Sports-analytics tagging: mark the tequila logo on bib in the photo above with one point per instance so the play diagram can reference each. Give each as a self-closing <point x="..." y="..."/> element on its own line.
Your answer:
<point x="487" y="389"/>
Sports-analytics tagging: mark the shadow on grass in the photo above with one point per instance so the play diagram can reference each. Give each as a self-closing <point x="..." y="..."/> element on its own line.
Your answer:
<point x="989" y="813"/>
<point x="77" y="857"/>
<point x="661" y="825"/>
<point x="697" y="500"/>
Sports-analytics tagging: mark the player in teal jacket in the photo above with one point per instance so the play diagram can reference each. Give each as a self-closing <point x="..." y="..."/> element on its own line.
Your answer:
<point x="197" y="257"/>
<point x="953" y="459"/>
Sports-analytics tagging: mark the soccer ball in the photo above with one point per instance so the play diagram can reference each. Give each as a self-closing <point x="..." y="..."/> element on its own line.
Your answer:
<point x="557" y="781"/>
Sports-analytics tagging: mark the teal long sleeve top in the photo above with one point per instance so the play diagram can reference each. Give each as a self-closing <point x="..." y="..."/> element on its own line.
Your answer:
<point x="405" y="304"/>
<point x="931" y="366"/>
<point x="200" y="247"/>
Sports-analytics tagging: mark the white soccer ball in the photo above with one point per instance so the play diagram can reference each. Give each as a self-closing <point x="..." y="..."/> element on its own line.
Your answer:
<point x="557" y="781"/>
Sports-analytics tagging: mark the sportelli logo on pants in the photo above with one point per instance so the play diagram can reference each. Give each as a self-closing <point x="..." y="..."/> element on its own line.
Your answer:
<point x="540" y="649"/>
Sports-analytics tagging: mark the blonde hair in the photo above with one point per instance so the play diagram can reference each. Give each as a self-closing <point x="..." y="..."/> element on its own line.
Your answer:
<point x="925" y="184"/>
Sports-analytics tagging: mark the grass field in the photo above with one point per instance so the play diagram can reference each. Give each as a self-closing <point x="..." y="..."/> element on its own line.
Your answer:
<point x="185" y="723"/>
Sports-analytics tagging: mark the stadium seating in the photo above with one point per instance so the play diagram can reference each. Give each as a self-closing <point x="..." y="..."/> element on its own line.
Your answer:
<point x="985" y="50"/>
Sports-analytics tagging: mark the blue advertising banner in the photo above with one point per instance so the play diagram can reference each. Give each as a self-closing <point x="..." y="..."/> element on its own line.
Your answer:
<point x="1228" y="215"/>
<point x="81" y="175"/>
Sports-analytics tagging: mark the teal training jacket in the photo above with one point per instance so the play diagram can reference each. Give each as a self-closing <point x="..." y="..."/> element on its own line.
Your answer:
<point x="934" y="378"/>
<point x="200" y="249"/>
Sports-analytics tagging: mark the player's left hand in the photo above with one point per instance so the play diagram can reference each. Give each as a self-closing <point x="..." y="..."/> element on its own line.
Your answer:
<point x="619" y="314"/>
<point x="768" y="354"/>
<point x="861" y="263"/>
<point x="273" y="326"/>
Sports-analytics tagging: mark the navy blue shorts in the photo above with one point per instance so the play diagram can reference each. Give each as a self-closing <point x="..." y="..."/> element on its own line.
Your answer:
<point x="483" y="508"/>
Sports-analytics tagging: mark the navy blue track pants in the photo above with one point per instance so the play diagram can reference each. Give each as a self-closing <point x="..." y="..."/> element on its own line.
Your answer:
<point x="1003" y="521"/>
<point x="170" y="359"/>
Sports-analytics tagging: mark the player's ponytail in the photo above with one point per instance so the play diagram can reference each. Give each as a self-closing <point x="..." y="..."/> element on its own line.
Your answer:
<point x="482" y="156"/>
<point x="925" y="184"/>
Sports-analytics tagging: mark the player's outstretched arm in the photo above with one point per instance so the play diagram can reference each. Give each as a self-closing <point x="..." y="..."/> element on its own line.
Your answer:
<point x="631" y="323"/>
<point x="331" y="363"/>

= = = = = = =

#### ОПИСАНИЕ ЗАДАНИЯ:
Перепишите все строки выше, заменив «play diagram» на «tactical board». Остальной текст оставьте без изменений.

#### ОТВЕТ НА ЗАДАНИЕ:
Sports-analytics tagging: mark the tequila logo on bib in the photo above with one point per instance so the tactical board can reference each. Give each as a self-closing <point x="..." y="..."/> element on its own line.
Your answer:
<point x="487" y="389"/>
Sports-analytics tagging: mark the shadow on grass in the photo above with one point per instance so the tactical board can reference each. Give each as a self-closing <point x="..." y="..."/> element on its own line.
Your answer:
<point x="989" y="813"/>
<point x="77" y="857"/>
<point x="661" y="825"/>
<point x="697" y="500"/>
Sports-analytics tagging: mark the player in teal jacket in the photo above with one point per instance so the tactical board can reference each. Give each as a self-closing <point x="..." y="..."/> element on its own line.
Your answer:
<point x="197" y="257"/>
<point x="953" y="459"/>
Sports-analytics tagging: mark the soccer ball in the photo above with one point per instance so the tactical board can reference each. Give each as a self-closing <point x="..." y="..."/> element on its own line.
Your answer:
<point x="557" y="781"/>
Sports-analytics tagging: mark the teal long sleeve top in the photo above with one point per instance so the tactical board can reference each. Give each as a self-closing <point x="..." y="..."/> element on its own line.
Your answer:
<point x="405" y="304"/>
<point x="931" y="366"/>
<point x="200" y="247"/>
Sports-analytics tagging: mark the white soccer ball in the photo above with one point per instance so the tactical board can reference each. Give each as a self-closing <point x="..." y="..."/> element on its own line.
Your answer:
<point x="557" y="781"/>
Sports-analytics tagging: mark the sportelli logo on pants in the photo above with one point per instance so the tactical board can reference each. Give each as a self-closing <point x="..." y="..."/> element on its own line.
Your answer:
<point x="540" y="649"/>
Sports-analytics tagging: mark the blonde hair in the photo above with one point per instance so the tactical board can reference each. Give each as a self-closing <point x="..." y="..."/> element on its own line.
Your answer:
<point x="925" y="184"/>
Sports-analytics tagging: mark the grass field in the photo above with one point per instance so the tactical board can reference each. Give each as a self-closing <point x="..." y="..."/> element on its own line.
Your answer:
<point x="185" y="723"/>
Sports-analytics tagging: mark the stadium seating in the photo above with one point per instance so the tactical board can reference each. Give each as a self-closing <point x="..." y="..."/> element on its own line.
Your answer:
<point x="985" y="50"/>
Sports-analytics tagging: mark the blue advertising banner in the photo above with one point per instance so the tactical board can reference each. Give each as a self-closing <point x="..." y="..."/> element on its own line.
Your answer:
<point x="1228" y="215"/>
<point x="81" y="175"/>
Sports-analytics tagging: mark the teal training jacket in the photo above with one point per instance so the tactical board can reference each. Give each as a self-closing <point x="..." y="..."/> element on its own line.
Your answer:
<point x="934" y="378"/>
<point x="200" y="249"/>
Sports-analytics tagging: mark the player's left hand in the photo above with one point per instance so the tactical board can reference each. Give each as a self-closing <point x="..." y="..."/> element on its own line.
Your answer:
<point x="619" y="314"/>
<point x="768" y="354"/>
<point x="861" y="263"/>
<point x="273" y="326"/>
Sports-analytics tagging: mark the navy blue shorts in the photo above with one point per instance so the tactical board can reference each. Give each as a self-closing <point x="..." y="..."/> element on its own line.
Your answer:
<point x="483" y="508"/>
Sports-analytics tagging: mark the navy blue track pants in the photo above with one point per instance so the tactical board can reference each. Give each as a self-closing <point x="..." y="..."/> element on its own line.
Your answer:
<point x="1003" y="521"/>
<point x="170" y="359"/>
Sports-analytics tagging: mark the player's ponytail in the photo above with one point per instance so the tactical board can reference each. Give each as a self-closing <point x="..." y="..."/> element on its own line.
Your answer:
<point x="482" y="156"/>
<point x="925" y="184"/>
Sports-analytics tagging: mark the player's outstretched arm in the photo above with one point per instance so the tactical board can reference each. Give each as a self-closing <point x="..." y="..."/> element on its own line.
Your answer:
<point x="631" y="323"/>
<point x="331" y="363"/>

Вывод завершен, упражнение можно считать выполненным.